* _Aim_:
Answer these questions using the passage on Martha's Vineyard cod:
1. Between which two lighthouses did Tom Osmers fish as a boy?
2. How many hooks did they set there?
3. By what method are Vineyard residents attempting to restore the local cod?

* _Provided text_:
Once, as they were in so many places, the codfish that formed the economic basis for the early colonies were plentiful all around Martha’s Vineyard.
“The migrating cod would come between the Vineyard and Nantucket, all the way to Buzzards Bay,” said Tom Osmers of West Tisbury, a lifelong resident of the Vineyard and a fisherman since he was a boy.
“That river of migratory cod is gone. We had local cod, too — that stayed in the bays. When I was a boy, we’d go out between East Chop and West Chop lighthouses, set between 400 and 600 hooks and catch lots of codfish. Not any more.”
The cod have virtually disappeared, other stocks have dwindled and fisheries management rules have even barred local fishermen from traditional smaller fisheries they once depended on to fill gaps between the larger ones.
Tired of fighting with regulators, and although fearful the quest may be quixotic, a small but growing group of Vineyard residents are attempting to launch a program to restore the local “groundskeeper” cod, by raising juveniles for release.

* _Data entries_:
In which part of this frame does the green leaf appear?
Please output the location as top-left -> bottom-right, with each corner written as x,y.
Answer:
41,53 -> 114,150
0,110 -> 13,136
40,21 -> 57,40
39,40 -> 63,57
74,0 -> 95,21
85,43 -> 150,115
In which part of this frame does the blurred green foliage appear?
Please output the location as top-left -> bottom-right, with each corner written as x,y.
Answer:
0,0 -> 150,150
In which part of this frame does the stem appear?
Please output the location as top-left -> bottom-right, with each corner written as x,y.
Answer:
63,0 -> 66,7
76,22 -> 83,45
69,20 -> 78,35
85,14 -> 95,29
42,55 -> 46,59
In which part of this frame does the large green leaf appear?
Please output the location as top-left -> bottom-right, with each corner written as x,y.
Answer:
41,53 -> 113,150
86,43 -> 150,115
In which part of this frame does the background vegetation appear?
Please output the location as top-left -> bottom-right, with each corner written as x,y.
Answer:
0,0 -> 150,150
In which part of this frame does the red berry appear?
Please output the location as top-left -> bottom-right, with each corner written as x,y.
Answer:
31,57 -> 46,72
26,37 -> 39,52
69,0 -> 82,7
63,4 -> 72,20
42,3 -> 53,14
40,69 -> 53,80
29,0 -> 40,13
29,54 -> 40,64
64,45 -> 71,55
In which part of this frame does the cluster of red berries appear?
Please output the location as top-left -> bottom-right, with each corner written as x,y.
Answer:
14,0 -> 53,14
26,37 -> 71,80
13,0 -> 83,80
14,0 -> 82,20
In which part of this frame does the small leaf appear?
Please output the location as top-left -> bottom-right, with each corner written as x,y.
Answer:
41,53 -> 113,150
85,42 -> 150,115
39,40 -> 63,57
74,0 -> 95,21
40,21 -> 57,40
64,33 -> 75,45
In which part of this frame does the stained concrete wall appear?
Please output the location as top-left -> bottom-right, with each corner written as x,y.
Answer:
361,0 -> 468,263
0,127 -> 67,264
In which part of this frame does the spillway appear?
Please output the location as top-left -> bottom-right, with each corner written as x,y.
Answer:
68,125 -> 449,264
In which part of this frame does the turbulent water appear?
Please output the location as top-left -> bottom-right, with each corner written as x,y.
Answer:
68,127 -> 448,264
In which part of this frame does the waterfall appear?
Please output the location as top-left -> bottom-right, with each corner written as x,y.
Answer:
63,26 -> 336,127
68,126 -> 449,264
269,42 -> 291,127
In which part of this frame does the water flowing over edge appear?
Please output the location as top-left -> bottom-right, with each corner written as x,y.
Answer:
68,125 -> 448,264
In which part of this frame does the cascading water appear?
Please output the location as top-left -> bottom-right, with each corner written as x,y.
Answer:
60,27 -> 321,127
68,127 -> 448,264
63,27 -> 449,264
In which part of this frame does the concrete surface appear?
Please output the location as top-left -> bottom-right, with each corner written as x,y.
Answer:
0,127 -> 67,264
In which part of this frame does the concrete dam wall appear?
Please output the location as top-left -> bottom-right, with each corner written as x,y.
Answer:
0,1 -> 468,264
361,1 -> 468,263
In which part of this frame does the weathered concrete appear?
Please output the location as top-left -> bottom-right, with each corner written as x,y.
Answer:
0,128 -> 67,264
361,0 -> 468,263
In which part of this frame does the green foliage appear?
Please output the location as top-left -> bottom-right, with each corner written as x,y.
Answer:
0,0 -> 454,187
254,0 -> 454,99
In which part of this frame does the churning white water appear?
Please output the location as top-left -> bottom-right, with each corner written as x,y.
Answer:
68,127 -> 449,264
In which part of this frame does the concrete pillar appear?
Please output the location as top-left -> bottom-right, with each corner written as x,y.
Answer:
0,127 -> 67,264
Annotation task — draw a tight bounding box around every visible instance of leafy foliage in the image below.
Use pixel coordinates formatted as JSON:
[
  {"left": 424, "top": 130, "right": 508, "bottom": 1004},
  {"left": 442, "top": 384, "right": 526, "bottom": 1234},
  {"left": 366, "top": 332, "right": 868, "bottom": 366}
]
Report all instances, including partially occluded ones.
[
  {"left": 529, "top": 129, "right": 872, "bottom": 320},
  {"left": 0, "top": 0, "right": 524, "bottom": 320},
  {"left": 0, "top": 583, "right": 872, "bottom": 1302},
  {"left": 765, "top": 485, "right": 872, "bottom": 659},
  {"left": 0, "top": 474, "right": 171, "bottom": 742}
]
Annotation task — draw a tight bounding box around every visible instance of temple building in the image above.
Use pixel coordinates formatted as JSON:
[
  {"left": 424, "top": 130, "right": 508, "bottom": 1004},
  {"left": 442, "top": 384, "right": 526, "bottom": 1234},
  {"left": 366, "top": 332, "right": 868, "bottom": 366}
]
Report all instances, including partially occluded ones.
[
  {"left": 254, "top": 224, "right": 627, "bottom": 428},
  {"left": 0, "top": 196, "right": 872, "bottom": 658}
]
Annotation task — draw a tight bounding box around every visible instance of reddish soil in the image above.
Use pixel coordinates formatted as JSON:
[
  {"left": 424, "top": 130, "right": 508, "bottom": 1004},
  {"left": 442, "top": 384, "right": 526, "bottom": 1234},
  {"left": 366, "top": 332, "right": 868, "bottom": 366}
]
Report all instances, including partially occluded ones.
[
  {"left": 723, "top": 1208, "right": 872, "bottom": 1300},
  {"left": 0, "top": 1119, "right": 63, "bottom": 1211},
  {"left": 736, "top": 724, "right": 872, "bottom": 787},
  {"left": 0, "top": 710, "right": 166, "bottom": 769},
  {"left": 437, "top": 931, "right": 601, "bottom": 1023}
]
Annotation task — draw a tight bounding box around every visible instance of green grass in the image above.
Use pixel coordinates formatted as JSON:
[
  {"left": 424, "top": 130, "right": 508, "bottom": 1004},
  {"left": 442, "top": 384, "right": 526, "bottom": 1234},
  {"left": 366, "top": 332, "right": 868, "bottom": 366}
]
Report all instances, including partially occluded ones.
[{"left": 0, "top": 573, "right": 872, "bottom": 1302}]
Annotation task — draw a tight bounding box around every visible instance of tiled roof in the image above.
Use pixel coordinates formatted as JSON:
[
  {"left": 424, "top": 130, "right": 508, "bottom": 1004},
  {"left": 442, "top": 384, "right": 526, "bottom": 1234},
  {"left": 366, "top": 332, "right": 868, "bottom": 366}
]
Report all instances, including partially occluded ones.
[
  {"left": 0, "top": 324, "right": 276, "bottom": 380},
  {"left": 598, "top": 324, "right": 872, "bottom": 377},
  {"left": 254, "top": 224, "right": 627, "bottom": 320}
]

* _Finished answer_:
1. East Chop and West Chop lighthouses.
2. Between 400 and 600 hooks.
3. By raising juveniles for release.